SELECTED EXTRACT
* begin *
# Rostra Cruze Lumbar Kit & DRL Kit



## ChevyGuy (Dec 13, 2014)

Is there a version of the DRLs for those of us who have factory fog lights?


----------



## AllanR (Oct 15, 2014)

Is the lumbar kit for both seats? Or 1? Meaning I have to buy 1 kit for both front seats?


----------



## XtremeRevolution (Jan 19, 2012)

ChevyGuy said:


> Is there a version of the DRLs for those of us who have factory fog lights?


Not that I'm aware of.



AllanR said:


> Is the lumbar kit for both seats? Or 1? Meaning I have to buy 1 kit for both front seats?


One seat per kit. For OEM quality components, this is an excellent price.


----------



## TX CTD (Oct 24, 2014)

Does the DRL kit work with the headlight harness upgrade? I like the idea, and if it is comparable it should greatly extend the life of the bulbs and make the harness upgrade just connecting a couple of grounds, the battery and pluging in the lights.
* end *
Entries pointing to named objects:
* begin *
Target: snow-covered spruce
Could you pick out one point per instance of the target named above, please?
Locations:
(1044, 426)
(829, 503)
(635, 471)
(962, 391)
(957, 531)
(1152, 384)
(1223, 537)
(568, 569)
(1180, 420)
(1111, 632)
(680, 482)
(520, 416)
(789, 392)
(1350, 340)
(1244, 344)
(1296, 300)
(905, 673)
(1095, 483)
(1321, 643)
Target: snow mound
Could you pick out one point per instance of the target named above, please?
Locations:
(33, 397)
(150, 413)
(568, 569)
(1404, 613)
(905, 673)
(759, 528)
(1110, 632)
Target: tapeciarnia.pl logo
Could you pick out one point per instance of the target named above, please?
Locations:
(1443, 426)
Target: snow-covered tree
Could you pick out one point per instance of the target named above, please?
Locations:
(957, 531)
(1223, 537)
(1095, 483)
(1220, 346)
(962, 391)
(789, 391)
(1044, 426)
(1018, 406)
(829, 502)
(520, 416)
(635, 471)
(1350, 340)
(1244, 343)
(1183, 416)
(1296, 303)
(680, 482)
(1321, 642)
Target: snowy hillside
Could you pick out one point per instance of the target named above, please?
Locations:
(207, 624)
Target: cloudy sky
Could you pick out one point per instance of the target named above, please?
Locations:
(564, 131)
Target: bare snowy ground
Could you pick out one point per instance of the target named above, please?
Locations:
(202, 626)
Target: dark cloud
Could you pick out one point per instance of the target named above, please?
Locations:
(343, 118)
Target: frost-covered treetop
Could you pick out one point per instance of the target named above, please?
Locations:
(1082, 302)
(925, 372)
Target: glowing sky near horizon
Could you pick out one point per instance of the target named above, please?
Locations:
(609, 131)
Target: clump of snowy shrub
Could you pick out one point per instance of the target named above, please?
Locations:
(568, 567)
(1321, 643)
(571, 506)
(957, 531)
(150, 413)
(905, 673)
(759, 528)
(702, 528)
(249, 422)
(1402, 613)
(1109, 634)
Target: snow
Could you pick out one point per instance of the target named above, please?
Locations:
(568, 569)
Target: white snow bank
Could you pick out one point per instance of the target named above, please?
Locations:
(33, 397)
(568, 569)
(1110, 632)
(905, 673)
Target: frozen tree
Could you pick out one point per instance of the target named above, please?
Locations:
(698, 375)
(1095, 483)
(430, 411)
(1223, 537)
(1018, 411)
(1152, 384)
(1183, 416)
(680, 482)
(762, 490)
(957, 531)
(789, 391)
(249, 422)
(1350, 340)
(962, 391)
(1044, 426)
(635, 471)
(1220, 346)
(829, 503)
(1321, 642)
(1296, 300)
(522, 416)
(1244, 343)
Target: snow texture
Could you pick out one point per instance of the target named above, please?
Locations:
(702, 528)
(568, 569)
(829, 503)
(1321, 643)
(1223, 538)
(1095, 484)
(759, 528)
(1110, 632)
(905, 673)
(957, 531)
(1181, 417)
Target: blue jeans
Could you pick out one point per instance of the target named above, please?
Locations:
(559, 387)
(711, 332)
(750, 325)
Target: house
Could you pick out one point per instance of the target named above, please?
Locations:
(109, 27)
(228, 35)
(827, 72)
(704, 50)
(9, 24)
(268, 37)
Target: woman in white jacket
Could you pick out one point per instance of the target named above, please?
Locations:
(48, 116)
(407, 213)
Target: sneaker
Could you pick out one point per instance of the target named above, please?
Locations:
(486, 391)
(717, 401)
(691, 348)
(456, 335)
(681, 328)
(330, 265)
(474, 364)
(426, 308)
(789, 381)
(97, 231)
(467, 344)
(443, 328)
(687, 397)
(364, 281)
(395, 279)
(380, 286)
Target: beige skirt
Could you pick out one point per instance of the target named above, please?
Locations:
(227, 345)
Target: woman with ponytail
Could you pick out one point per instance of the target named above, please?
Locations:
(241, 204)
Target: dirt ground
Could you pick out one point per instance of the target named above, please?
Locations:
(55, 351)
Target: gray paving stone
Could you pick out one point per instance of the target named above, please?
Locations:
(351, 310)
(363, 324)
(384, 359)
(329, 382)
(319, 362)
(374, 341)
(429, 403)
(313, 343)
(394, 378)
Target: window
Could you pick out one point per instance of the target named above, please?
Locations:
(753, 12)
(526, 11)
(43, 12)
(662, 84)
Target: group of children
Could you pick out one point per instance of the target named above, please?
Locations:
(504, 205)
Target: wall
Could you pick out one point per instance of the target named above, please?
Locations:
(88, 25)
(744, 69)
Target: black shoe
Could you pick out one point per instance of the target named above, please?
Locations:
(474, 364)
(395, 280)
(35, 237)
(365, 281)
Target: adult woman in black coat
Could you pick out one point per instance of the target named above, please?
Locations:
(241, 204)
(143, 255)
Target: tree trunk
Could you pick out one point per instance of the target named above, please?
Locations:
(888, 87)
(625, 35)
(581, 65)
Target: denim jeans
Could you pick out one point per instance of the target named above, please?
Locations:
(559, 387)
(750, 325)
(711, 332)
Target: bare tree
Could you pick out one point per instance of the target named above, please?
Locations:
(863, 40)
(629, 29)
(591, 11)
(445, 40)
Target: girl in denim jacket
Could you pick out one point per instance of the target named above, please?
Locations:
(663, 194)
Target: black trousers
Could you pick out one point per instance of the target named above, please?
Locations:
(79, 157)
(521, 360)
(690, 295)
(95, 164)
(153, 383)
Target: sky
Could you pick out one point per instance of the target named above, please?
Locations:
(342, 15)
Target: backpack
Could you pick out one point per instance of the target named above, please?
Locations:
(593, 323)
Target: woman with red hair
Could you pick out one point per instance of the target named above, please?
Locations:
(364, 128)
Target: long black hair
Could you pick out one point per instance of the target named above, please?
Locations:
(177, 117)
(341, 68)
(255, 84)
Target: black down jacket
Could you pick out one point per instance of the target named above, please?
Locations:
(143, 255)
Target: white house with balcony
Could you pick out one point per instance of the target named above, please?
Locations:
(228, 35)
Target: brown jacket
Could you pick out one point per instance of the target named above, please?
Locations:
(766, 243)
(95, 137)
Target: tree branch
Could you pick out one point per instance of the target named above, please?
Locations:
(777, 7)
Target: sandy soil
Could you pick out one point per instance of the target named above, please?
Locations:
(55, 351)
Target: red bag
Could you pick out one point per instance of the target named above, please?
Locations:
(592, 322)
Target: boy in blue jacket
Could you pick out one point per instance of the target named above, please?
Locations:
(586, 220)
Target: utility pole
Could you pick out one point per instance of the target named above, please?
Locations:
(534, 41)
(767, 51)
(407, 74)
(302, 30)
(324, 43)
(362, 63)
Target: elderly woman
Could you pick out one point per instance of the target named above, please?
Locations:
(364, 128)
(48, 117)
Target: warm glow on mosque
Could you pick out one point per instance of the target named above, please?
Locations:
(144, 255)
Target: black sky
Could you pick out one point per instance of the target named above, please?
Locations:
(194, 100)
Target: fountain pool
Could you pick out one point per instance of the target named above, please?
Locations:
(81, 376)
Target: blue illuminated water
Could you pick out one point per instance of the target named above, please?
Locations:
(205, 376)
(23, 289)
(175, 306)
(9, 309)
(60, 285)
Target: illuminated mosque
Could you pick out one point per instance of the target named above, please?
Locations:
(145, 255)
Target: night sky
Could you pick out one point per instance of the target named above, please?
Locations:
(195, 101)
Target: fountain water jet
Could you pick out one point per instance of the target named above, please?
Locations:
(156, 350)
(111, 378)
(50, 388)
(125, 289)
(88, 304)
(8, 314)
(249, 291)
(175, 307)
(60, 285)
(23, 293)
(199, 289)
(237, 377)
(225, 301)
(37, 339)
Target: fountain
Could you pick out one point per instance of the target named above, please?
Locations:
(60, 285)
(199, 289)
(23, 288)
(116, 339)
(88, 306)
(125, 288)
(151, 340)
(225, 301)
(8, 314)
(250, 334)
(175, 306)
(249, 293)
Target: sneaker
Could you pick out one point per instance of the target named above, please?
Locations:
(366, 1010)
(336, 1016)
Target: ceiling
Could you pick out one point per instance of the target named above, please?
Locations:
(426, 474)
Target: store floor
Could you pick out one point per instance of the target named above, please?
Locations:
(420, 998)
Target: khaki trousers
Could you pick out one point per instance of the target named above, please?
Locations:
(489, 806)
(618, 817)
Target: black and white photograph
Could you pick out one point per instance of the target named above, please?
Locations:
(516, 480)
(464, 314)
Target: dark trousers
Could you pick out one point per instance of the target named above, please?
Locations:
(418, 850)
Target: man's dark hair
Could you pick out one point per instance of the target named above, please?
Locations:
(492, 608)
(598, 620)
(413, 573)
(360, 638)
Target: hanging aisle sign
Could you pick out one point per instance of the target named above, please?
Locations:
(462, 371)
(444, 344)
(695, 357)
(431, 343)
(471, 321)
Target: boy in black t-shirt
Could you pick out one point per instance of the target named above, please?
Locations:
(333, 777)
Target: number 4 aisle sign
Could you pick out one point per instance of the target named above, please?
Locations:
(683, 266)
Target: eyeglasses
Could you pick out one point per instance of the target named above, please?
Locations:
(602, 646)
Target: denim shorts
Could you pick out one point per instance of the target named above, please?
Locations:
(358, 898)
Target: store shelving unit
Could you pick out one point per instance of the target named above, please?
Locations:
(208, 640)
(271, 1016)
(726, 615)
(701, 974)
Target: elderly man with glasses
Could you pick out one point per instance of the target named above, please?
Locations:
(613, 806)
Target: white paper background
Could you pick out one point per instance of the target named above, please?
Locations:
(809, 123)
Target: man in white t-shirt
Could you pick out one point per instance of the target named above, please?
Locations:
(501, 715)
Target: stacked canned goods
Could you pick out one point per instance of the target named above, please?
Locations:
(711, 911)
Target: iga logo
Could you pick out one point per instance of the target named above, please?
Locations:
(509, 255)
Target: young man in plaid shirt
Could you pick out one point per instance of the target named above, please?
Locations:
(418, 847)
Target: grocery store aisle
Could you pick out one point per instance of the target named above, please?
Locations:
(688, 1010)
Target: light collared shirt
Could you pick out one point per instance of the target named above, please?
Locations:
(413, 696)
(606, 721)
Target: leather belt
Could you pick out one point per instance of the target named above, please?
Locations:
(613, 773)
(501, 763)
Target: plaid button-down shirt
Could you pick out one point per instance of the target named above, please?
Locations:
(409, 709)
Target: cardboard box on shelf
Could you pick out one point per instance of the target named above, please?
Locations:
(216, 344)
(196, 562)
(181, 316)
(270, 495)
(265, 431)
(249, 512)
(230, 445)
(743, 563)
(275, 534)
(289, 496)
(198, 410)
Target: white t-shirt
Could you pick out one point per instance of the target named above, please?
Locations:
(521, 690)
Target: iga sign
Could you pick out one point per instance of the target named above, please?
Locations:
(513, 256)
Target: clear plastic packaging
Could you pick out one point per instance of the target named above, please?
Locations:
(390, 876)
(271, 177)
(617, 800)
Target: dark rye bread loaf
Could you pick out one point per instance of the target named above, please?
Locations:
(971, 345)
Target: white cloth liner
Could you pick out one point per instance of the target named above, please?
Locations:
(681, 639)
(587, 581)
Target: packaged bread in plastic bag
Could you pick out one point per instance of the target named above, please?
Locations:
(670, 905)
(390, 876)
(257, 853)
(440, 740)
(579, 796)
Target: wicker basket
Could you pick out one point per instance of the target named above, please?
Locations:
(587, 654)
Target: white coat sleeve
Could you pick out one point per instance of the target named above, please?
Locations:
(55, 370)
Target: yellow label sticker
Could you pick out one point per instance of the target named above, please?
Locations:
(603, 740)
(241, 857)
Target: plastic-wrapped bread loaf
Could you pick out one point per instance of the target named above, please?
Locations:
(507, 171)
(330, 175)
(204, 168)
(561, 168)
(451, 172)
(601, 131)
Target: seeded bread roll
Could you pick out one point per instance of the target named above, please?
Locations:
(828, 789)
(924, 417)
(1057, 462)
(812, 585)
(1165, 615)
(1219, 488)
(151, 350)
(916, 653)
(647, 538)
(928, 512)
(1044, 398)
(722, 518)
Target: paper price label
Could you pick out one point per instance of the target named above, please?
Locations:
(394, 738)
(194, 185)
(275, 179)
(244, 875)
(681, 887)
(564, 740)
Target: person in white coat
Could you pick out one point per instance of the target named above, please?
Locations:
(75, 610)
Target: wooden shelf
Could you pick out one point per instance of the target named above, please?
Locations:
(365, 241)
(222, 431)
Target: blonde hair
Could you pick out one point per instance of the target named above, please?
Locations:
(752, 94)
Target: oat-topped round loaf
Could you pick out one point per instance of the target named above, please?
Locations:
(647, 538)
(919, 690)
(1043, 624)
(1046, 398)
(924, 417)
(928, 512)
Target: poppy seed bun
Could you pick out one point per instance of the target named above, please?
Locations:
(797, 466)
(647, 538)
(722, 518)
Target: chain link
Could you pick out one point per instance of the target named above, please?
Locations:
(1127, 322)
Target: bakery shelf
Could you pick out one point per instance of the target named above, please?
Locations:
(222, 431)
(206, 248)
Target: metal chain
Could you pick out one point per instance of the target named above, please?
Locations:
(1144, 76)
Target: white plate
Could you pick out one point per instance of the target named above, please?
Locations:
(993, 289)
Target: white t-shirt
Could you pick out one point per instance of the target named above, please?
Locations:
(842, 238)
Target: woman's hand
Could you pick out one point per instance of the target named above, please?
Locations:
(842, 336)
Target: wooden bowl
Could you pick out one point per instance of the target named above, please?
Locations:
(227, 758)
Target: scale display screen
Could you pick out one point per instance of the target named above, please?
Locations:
* end *
JOB 1
In the Rostra kit thread, how many seats does one lumbar kit cover?
JOB 2
Output everything in the Rostra kit thread from "## AllanR (Oct" down to "(Jan 19, 2012)".

EXERCISE OUTPUT 1
One lumbar kit covers one seat.

EXERCISE OUTPUT 2
## AllanR (Oct 15, 2014)

Is the lumbar kit for both seats? Or 1? Meaning I have to buy 1 kit for both front seats?


----------



## XtremeRevolution (Jan 19, 2012)